Extrait choisi:
L’anglais, langue par défaut en terminologie
p. 107-109
Texte intégral
1Sans oublier que ce qui nous réunit ici est la problématique du multilinguisme en Europe, mais au contraire pour la considérer sous l’un de ses aspects les plus concrets, la terminologie, je vous propose quelques minutes de réflexions sur une expérience : celle du réseau mondial TermNet, qui bénéficie du soutien de l’UNESCO.
2Le titre de mon exposé n’est pas une thèse, mais un constat dont je voudrais tirer les conséquences pour l’activité terminologique en Europe, en distinguant ses deux pôles : d’un côté la terminologie consignée, ou terminographie, de l’autre la terminologie préconisée, ou aménagement terminologique. Cette division méthodologique sera relativisée dans ma conclusion, car j’ai en vue des réalisations tout à fait pratiques.
1. La terminologie consignée
3C’est la plus proche de l’usage réel. Elle est caractérisable par quelques traits dominants.
Elle coûte cher, et il lui faut donc des motivations fortes et durables. C’est le cas au Bundessprachenamt, chez Siemens, chez IBM, et aussi dans des sociétés de services linguistiques comme il s’en développe actuellement en Allemagne, en Espagne, aux Pays-Bas et en France, pour ne rien dire du Japon.

Lignes fournies:
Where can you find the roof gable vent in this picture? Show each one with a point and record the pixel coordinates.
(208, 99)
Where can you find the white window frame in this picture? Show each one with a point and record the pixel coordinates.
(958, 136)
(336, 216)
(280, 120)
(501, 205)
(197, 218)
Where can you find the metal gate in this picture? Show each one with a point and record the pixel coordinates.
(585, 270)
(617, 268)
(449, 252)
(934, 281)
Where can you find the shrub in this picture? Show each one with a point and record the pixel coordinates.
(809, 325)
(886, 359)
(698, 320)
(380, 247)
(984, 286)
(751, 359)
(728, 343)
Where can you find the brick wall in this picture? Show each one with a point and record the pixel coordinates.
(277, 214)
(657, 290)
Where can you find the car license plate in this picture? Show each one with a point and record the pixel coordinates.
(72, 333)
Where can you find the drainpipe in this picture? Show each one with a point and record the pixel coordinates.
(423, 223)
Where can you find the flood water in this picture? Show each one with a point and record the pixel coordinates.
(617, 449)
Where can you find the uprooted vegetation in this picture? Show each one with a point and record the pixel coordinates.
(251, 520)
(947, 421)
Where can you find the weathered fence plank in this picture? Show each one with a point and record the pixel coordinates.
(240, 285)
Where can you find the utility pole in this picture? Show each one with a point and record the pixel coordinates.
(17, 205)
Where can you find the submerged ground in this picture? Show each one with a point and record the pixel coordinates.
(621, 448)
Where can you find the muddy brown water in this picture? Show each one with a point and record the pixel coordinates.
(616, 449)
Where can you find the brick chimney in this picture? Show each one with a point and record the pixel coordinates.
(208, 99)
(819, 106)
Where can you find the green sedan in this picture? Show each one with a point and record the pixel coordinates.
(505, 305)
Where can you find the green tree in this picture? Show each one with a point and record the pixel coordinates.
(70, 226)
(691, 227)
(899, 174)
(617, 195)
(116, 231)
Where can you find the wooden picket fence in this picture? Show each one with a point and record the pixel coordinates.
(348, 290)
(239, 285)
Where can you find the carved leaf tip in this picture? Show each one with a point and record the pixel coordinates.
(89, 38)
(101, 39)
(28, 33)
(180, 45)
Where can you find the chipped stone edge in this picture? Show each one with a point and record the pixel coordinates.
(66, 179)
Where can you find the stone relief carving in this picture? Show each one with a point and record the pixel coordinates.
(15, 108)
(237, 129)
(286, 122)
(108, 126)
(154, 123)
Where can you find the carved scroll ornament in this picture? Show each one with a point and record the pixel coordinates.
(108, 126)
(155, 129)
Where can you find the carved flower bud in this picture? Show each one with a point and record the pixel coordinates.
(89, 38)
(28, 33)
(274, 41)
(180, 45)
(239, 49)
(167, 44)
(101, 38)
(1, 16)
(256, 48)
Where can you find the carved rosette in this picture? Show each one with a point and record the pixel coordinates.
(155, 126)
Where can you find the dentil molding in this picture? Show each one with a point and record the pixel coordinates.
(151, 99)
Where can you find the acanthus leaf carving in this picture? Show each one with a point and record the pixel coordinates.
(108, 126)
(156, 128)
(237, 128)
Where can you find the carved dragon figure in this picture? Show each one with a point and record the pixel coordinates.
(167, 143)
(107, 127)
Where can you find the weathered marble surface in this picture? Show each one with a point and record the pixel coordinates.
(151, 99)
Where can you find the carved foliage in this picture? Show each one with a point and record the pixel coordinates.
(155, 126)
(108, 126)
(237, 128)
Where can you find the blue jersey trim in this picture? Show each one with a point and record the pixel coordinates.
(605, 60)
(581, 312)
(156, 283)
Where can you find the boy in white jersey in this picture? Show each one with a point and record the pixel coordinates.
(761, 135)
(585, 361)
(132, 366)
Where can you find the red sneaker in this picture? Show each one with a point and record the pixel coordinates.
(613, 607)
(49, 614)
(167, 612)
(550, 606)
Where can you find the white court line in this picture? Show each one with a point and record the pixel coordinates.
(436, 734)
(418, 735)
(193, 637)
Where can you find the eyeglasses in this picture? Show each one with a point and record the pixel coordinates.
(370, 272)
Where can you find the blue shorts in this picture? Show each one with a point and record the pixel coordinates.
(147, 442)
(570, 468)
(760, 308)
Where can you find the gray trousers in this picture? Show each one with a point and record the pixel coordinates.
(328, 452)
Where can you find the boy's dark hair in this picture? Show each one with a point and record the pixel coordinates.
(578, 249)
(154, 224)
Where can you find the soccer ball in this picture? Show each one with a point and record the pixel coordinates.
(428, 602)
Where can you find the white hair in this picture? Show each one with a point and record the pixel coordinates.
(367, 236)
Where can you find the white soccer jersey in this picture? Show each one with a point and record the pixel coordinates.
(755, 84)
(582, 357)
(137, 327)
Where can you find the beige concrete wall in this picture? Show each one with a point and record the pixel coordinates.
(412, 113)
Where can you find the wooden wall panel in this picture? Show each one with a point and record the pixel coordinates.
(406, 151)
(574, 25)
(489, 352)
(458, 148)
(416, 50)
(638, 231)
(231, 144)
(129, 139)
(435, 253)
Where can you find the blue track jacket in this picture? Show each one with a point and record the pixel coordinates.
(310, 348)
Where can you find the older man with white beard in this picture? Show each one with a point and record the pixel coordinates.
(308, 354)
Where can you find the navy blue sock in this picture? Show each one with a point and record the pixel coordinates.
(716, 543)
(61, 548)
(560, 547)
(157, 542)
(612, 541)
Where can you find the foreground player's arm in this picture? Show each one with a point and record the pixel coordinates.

Votre objectif: Recopiez fidèlement le passage de l’extrait sur la terminologie qui va de « 2Le titre de » à « dire du Japon. ».

Réponse attendue:
2Le titre de mon exposé n’est pas une thèse, mais un constat dont je voudrais tirer les conséquences pour l’activité terminologique en Europe, en distinguant ses deux pôles : d’un côté la terminologie consignée, ou terminographie, de l’autre la terminologie préconisée, ou aménagement terminologique. Cette division méthodologique sera relativisée dans ma conclusion, car j’ai en vue des réalisations tout à fait pratiques.
1. La terminologie consignée
3C’est la plus proche de l’usage réel. Elle est caractérisable par quelques traits dominants.
Elle coûte cher, et il lui faut donc des motivations fortes et durables. C’est le cas au Bundessprachenamt, chez Siemens, chez IBM, et aussi dans des sociétés de services linguistiques comme il s’en développe actuellement en Allemagne, en Espagne, aux Pays-Bas et en France, pour ne rien dire du Japon.